Tarea requerida
Copia de nuevo el fragmento del texto sobre Robe Iniesta que comienza con las palabras "Robe nunca fue" y termina con "felicidad. Prometió honestidad.", y cambia en él "hermano mayor" por "amigo de siempre".

Texto extraído

◆ ◆ ◆ ◆ ◆

En mi casa siempre se ha escuchado Extremoduro, es algo que llevo haciendo desde tiempos que ni recuerdo. Antes incluso de saber quién era Robe Iniesta, antes de entender qué quería decir aquello de que la libertad es un sueño que se inventó el miedo, ya estaba ahí. Sonando bajito en el coche, en cintas gastadas, en CDs rayados. Extremoduro no era un grupo: era el ruido de fondo de una familia, una forma de estar en el mundo.
Hoy, sin embargo, escribo desde otro lugar.
Robe ya no está.
Por eso esta no es solo una “crónica de sucesos”. Es una despedida. Una despedida dolorosa, pero también agradecida: a lo que fue, a lo que dio, a lo que fuimos gracias a él.
Robe nunca fue solo Robe. Fue el tipo que escribió lo que otros no se atrevían ni a pensar. El que convirtió el dolor en poesía sucia y la ternura en un acto casi obsceno. El que nos enseñó que se podía ser profundamente sensible sin dejar de ser feroz. Extremoduro no era rock urbano, ni rock poético, ni nada que cupiera en una etiqueta. Era una manera de sobrevivir. Se le nota en la voz, por dentro es de colores, y quizás por eso dolía tanto escucharle.
Crecimos con sus canciones como quien crece con un hermano mayor que no siempre da buenos consejos, pero siempre dice la verdad. Ama, ama y ensancha el alma no era un verso bonito: era una consigna vital. Salgo a la calle, ay, amor, qué bonita está la vida sonaba cuando no estaba bonita en absoluto, y aun así funcionaba. Porque Robe nunca prometió felicidad. Prometió honestidad.

◆ ◆ ◆ ◆ ◆

Registros de colocación de puntos:
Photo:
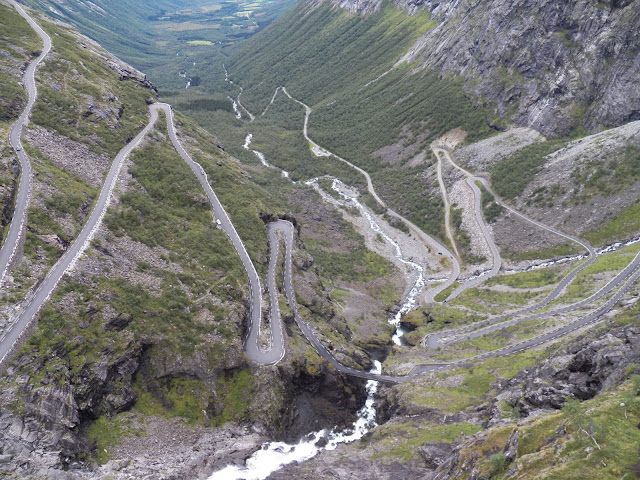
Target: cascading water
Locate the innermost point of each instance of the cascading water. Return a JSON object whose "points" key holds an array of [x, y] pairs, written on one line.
{"points": [[275, 455]]}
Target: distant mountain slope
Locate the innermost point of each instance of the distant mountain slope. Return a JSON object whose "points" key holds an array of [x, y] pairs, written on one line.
{"points": [[552, 65]]}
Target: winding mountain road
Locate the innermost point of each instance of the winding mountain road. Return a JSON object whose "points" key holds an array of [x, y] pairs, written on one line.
{"points": [[251, 346], [23, 196], [431, 242], [440, 339], [34, 302]]}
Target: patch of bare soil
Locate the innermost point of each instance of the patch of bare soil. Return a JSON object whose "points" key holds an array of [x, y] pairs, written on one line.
{"points": [[169, 449], [512, 233], [409, 148], [70, 156], [481, 156], [320, 222]]}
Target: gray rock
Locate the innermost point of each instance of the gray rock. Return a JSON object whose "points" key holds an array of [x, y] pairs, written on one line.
{"points": [[511, 448], [560, 65], [435, 454]]}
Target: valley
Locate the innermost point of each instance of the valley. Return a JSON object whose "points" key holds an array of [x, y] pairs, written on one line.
{"points": [[230, 260]]}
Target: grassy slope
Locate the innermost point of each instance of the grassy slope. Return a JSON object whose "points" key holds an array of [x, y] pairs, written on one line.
{"points": [[325, 57], [17, 42]]}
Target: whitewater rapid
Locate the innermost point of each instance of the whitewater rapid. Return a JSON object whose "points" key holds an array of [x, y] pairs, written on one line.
{"points": [[419, 283], [275, 455]]}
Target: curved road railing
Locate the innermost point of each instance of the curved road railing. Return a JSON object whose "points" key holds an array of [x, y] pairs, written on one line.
{"points": [[251, 345], [435, 340], [23, 196], [34, 302]]}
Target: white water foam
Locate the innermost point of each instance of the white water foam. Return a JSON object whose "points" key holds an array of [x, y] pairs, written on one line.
{"points": [[419, 283], [275, 455]]}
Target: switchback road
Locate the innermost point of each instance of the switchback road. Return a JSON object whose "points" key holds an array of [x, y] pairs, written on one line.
{"points": [[34, 302], [431, 242], [439, 339], [22, 198]]}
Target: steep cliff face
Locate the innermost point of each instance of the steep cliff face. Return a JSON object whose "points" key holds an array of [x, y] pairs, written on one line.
{"points": [[551, 65]]}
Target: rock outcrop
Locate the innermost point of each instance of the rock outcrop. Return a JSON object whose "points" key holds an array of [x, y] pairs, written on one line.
{"points": [[550, 65]]}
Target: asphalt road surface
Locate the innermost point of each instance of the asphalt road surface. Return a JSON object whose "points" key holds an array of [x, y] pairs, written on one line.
{"points": [[33, 303], [18, 222], [251, 345], [431, 242]]}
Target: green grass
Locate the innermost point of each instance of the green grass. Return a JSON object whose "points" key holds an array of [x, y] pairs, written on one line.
{"points": [[611, 424], [531, 279], [106, 433], [563, 250], [402, 439], [18, 42], [623, 225], [320, 57], [482, 299], [64, 99], [511, 175]]}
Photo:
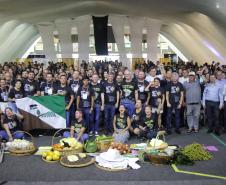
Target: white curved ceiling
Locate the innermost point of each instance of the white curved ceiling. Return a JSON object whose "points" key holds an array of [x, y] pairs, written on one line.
{"points": [[196, 27]]}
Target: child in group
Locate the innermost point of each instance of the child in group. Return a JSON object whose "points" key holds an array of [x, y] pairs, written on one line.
{"points": [[78, 128], [121, 125], [11, 124]]}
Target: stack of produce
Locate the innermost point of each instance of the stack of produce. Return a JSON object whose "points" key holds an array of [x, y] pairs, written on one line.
{"points": [[51, 156], [122, 148], [196, 152]]}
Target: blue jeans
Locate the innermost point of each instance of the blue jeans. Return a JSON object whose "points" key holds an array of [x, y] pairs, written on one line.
{"points": [[87, 117], [4, 135], [129, 105], [169, 118], [96, 118], [109, 112], [83, 138]]}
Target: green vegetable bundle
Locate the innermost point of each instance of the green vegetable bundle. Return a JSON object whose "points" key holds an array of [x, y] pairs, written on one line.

◆ ◆ ◆ ◆ ◆

Resultado del ejercicio
Robe nunca fue solo Robe. Fue el tipo que escribió lo que otros no se atrevían ni a pensar. El que convirtió el dolor en poesía sucia y la ternura en un acto casi obsceno. El que nos enseñó que se podía ser profundamente sensible sin dejar de ser feroz. Extremoduro no era rock urbano, ni rock poético, ni nada que cupiera en una etiqueta. Era una manera de sobrevivir. Se le nota en la voz, por dentro es de colores, y quizás por eso dolía tanto escucharle.
Crecimos con sus canciones como quien crece con un amigo de siempre que no siempre da buenos consejos, pero siempre dice la verdad. Ama, ama y ensancha el alma no era un verso bonito: era una consigna vital. Salgo a la calle, ay, amor, qué bonita está la vida sonaba cuando no estaba bonita en absoluto, y aun así funcionaba. Porque Robe nunca prometió felicidad. Prometió honestidad.